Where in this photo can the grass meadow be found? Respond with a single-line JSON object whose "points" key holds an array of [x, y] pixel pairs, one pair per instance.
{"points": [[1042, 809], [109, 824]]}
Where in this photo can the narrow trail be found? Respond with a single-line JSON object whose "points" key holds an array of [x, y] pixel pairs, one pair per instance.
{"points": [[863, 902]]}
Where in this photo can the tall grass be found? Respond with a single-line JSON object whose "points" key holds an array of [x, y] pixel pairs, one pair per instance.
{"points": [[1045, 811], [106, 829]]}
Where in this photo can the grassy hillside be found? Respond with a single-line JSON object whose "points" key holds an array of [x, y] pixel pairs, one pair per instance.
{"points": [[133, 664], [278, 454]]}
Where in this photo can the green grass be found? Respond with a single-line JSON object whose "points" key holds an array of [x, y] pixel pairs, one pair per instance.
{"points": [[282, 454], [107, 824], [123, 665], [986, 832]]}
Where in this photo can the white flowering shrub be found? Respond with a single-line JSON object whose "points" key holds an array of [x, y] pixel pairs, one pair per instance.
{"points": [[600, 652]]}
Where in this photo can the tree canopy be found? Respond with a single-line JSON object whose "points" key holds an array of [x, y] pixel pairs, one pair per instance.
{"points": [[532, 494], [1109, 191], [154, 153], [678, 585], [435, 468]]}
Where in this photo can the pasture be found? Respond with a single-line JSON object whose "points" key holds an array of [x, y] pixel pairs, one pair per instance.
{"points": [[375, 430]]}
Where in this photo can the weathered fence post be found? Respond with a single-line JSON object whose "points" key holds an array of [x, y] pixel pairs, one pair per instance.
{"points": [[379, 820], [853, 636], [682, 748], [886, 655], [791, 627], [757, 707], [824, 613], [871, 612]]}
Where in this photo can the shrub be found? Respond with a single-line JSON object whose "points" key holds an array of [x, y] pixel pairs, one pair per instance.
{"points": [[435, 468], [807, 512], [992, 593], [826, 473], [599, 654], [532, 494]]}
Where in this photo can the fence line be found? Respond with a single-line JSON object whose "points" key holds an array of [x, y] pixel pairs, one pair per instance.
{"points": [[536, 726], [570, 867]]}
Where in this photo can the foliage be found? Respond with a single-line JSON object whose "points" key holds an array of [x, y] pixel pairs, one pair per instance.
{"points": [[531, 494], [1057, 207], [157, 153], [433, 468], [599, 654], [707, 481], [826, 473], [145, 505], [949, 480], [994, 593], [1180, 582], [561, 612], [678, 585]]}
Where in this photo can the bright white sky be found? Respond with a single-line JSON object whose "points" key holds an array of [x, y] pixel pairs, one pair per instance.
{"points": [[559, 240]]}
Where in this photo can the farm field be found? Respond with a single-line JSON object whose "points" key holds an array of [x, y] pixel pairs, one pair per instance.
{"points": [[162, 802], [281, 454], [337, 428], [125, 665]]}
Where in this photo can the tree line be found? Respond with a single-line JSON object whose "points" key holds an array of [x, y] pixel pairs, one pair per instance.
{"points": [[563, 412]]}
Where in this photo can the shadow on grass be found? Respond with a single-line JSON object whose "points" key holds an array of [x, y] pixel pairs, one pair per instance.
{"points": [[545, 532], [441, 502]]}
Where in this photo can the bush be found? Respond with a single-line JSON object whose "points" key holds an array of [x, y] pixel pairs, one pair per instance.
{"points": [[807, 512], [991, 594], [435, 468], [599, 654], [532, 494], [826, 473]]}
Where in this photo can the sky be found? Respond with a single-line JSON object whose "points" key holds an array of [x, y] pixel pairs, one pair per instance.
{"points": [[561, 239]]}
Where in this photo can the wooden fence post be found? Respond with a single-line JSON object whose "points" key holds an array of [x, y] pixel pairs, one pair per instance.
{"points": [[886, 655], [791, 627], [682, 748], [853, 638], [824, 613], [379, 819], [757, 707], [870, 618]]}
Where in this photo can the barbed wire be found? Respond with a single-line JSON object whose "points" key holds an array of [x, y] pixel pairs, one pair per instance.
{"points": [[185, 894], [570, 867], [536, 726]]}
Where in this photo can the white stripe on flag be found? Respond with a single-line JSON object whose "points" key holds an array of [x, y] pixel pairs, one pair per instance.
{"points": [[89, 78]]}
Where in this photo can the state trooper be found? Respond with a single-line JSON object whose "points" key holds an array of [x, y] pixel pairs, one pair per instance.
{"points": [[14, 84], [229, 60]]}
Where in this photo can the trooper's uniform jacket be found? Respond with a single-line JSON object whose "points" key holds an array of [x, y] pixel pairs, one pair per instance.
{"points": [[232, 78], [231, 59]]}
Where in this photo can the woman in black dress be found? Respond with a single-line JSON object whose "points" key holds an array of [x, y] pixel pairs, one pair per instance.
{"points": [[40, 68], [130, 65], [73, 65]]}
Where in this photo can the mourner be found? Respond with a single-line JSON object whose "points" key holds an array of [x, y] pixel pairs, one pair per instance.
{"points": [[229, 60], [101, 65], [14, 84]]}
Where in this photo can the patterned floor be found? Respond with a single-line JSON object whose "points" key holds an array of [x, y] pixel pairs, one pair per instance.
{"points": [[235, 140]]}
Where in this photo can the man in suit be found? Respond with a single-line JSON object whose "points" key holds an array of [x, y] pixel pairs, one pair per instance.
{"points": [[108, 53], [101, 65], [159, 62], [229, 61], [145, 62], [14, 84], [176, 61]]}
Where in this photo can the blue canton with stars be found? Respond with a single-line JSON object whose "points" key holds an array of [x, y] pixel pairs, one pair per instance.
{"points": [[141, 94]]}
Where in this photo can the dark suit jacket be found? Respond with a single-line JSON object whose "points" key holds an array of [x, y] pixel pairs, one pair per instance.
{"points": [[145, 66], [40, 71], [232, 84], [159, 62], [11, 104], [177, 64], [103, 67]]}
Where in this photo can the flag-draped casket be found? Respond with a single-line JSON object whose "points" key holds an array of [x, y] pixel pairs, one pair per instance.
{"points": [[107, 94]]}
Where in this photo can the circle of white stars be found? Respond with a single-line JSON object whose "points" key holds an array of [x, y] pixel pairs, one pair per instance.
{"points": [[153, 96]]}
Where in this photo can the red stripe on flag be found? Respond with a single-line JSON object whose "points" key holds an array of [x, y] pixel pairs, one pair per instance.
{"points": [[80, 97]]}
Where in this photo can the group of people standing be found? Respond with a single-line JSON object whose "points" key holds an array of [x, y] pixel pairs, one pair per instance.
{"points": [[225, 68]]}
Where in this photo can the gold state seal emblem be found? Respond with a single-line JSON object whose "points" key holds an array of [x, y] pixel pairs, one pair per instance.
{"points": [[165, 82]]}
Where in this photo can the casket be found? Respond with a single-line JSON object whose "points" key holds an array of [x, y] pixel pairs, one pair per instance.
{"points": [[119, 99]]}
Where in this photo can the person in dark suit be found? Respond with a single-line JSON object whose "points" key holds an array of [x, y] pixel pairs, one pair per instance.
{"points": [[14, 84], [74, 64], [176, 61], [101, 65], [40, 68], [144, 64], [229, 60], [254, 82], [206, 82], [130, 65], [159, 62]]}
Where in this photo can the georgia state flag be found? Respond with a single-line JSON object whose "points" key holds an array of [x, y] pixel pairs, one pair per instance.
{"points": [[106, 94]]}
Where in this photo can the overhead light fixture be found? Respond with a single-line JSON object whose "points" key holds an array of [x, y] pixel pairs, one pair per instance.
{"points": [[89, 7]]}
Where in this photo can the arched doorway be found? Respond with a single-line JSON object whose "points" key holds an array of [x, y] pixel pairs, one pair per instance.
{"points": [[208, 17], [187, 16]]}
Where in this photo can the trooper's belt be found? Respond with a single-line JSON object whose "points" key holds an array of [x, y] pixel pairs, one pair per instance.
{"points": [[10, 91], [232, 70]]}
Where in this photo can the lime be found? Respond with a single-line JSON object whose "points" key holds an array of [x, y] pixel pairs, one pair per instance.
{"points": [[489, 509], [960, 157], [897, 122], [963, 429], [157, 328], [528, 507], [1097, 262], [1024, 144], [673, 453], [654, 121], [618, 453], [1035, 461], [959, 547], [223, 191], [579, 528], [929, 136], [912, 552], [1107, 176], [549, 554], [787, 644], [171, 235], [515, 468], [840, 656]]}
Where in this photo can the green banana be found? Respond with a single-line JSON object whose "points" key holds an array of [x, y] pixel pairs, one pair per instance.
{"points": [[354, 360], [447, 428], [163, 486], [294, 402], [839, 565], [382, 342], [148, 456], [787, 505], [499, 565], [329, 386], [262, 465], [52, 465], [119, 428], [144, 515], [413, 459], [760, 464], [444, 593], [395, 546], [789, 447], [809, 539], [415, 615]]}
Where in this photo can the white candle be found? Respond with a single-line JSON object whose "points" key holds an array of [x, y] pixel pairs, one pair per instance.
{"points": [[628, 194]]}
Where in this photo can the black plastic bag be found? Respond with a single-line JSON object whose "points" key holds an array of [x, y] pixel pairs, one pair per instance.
--------------------------------
* [What needs to be done] Above are the records; copy exactly the lines from the one with "Where in this photo can the white candle" through the final line.

* [Result for this task]
Where in this photo can the white candle be found? Respond with a single-line JSON object whose "points" key holds an array of [x, y] pixel pairs, one pair per instance.
{"points": [[628, 194]]}
Where in this photo can the black plastic bag be found? Respond with a single-line JSON object whose "points" key holds an array of [x, y] pixel pairs, one pair per instance.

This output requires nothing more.